Short problem :: Repeat the material in full. Keep every line exactly as it is.

Given entries ::
=-=-=

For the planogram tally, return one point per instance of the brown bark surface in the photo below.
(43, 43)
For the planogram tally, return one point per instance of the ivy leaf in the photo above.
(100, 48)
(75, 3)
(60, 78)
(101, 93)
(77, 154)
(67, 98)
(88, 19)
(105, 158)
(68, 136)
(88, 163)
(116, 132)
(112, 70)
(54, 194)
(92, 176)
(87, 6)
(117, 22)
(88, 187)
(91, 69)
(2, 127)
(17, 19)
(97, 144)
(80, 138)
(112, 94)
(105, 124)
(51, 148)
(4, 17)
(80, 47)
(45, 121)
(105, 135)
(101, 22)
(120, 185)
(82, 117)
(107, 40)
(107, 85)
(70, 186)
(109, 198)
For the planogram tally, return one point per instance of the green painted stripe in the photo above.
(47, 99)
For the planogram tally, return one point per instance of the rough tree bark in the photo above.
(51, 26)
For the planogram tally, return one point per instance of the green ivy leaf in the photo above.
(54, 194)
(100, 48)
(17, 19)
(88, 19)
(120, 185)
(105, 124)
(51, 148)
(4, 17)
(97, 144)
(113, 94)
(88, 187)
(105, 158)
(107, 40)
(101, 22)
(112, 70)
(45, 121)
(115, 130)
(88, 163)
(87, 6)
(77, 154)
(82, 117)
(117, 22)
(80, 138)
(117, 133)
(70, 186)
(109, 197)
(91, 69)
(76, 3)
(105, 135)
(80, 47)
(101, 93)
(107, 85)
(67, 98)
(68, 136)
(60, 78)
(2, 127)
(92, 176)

=-=-=

Output for this exercise ::
For the planogram tally, return one point per instance of the brown bark surface in the photo below.
(43, 43)
For the planogram tally, return one point per instance of the ivy leaf in the photo above.
(100, 48)
(75, 3)
(60, 78)
(101, 93)
(77, 154)
(67, 98)
(88, 19)
(105, 158)
(68, 136)
(88, 163)
(116, 132)
(112, 70)
(54, 194)
(92, 176)
(87, 6)
(117, 22)
(88, 187)
(91, 69)
(2, 127)
(17, 19)
(97, 144)
(80, 138)
(112, 94)
(105, 124)
(51, 148)
(4, 17)
(80, 47)
(45, 121)
(105, 135)
(101, 22)
(120, 185)
(82, 117)
(107, 40)
(107, 85)
(70, 186)
(109, 198)
For the planogram tally, return one point per instance of the green painted stripe in the photo above.
(47, 99)
For the planogram tally, return one point per instance of the rough tree bark in the photo above.
(51, 26)
For the planogram tally, return one point per instance of the green ivy leaf in the photo above.
(54, 194)
(100, 48)
(17, 19)
(88, 19)
(120, 185)
(105, 124)
(51, 148)
(4, 17)
(97, 144)
(113, 94)
(88, 187)
(105, 158)
(107, 40)
(101, 22)
(112, 70)
(45, 121)
(115, 130)
(88, 163)
(87, 6)
(77, 154)
(82, 117)
(117, 22)
(80, 138)
(117, 133)
(70, 186)
(109, 197)
(91, 69)
(76, 3)
(105, 135)
(80, 47)
(101, 93)
(107, 85)
(67, 98)
(68, 136)
(60, 78)
(2, 127)
(92, 176)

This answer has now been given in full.